## [TASK INSTRUCTIONS]
**a)** In the DNR article, whose signature, besides the witnesses' or notary's, does an Out-of-Hospital DNR need in order to be valid?
**b)** Repeat the DNR article word for word from "If you are competent, then" up to and including "vehicles during transport.".
**c)** Go on with the DNR article from where it stops.

I frequently am asked by clients whether they should execute a DNR form so paramedics won’t resuscitate them. I usually suggest they discuss this matter with their primary care physician before going any further.
Recently, Virginia Hammerle, an attorney in north Texas, wrote the following post on her blog providing an insightful description of what the DNR is and isn’t.
The Out-Of-Hospital Do Not Resuscitate Order – A Document That You May Not Want To Sign Now
by Virginia Hammerle in Estate Planning and Probate, Legal Talk
Previously we looked at two “must-have” Texas documents: the Medical Power of Attorney and the Directive to Physicians. Rounding out the Medical Advance Directives triumvirate is the “Out-of-Hospital Do Not Resuscitate Order.” While the other two documents are serious, this document wins the prize for being the most intense. It is your instruction that you…
Previously we looked at two “must-have” Texas documents: the Medical Power of Attorney and the Directive to Physicians. Rounding out the Medical Advance Directives triumvirate is the “Out-of-Hospital Do Not Resuscitate Order.”
While the other two documents are serious, this document wins the prize for being the most intense. It is your instruction that you should not be resuscitated by CPR, advance airway management, artificial ventilation, defibrillation, transcutaneous cardiac pacing or any other life-sustaining treatment specified in the Texas statute.
If you are competent, then you can sign your own OOH DNR. You must sign in front of two witnesses or in front of a notary. Unlike the other two documents, however, the OOH DNR is not valid unless it has also been signed by your physician.
While you can sign the document at any time, you should carefully consider if you really want this one to be effective now. For most people, this is a document that should be signed only at the end stages of a terminal or irreversible condition.
The “out-of-hospital” coverage for the document is surprisingly broad. It is effective in locations where health care professionals are called for assistance. That includes long-term care facilities, in-patient hospice facilities, private homes, hospital or stand-alone outpatient or emergency departments, physician’s offices, or vehicles during transport.
The coverage does not include, obviously, in-patient hospital areas. There is a different document for that, creatively named “In-Hospital Do Not Resuscitate Order.” Since your out-of-hospital DNR is not effective in a hospital setting, you can request that an in-hospital DNR be placed in your medical records so the hospital staff does not perform CPR on you. Like your OOH DNR, the in-hospital DNR has to be counter-signed by your doctor.

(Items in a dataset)
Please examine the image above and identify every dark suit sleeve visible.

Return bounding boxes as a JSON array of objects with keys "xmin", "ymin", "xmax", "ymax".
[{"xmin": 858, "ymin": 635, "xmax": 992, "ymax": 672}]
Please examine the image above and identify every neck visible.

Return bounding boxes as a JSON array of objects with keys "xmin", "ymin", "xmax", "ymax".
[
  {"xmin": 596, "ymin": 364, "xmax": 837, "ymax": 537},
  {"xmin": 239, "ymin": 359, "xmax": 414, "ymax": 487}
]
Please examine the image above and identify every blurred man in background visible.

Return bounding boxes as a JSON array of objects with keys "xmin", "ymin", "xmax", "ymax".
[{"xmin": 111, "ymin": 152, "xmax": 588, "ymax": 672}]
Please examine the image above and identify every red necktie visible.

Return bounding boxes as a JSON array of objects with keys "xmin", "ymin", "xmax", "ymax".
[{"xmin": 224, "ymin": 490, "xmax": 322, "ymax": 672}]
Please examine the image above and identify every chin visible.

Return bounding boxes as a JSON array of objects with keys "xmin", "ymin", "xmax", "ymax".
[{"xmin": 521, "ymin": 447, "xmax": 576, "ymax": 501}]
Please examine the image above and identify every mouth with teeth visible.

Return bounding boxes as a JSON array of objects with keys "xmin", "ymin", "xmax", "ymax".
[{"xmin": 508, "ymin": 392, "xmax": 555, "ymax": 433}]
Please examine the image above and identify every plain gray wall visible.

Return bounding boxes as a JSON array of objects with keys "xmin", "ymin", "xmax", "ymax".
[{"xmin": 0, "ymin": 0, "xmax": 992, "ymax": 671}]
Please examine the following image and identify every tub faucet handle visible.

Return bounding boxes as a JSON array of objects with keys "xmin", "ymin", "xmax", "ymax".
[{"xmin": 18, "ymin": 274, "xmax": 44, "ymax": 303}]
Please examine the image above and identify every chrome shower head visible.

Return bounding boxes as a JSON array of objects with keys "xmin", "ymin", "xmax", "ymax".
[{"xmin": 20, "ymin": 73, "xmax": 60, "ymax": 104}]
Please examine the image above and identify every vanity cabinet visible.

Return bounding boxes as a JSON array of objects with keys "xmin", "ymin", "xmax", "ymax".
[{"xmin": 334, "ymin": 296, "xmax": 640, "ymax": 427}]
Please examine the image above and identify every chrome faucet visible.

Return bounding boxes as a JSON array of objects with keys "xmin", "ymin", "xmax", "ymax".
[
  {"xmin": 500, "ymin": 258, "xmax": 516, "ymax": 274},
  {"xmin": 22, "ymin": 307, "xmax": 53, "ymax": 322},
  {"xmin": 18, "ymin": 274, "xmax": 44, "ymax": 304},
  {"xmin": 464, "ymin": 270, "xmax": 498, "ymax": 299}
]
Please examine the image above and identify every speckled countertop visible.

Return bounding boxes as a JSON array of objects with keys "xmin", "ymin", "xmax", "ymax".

## [WRITTEN RESPONSES]
**a)** It needs the physician's signature.

**b)**
If you are competent, then you can sign your own OOH DNR. You must sign in front of two witnesses or in front of a notary. Unlike the other two documents, however, the OOH DNR is not valid unless it has also been signed by your physician.
While you can sign the document at any time, you should carefully consider if you really want this one to be effective now. For most people, this is a document that should be signed only at the end stages of a terminal or irreversible condition.
The “out-of-hospital” coverage for the document is surprisingly broad. It is effective in locations where health care professionals are called for assistance. That includes long-term care facilities, in-patient hospice facilities, private homes, hospital or stand-alone outpatient or emergency departments, physician’s offices, or vehicles during transport.

**c)**
Once you have an OOH DNR, then your next step is to make sure everyone knows about it. You should purchase a DNR Identification device which can be worn around your neck or as a bracelet. You should tell your caregivers and keep a copy of your OOH DNR near you, prominently displayed. Hospice companies will routinely request a copy for their records.
Be forewarned: having the OOH DNR is not a guarantee that it will actually be followed. While a health care professional is required to comply with a valid OOH DNR if the professional actually knows about it, the professional is also required to determine that the OOH DNR has been properly executed and verify your identity. In the real world, that means that, when in doubt, emergency personnel and other health care professionals will resuscitate you.
An OOH DNR is effective until it is revoked. How do you revoke it? You can destroy the form and remove your identification device, you can revoke it in writing, or you can verbally communicate to a health care professional that you want it revoked.
Now for the fine print. An OOH DNR will not be honored if you are pregnant. An OOH DNR can only be used in conjunction with the “natural process of dying.” If you have revoked an OOH DNR, you can re-execute it at any time. If you don’t have capacity, if you do not have a guardian, and an OOH DNR is appropriate, then it can be executed by (in this order) your spouse, your reasonably available adult children, your parents, or your nearest living relative.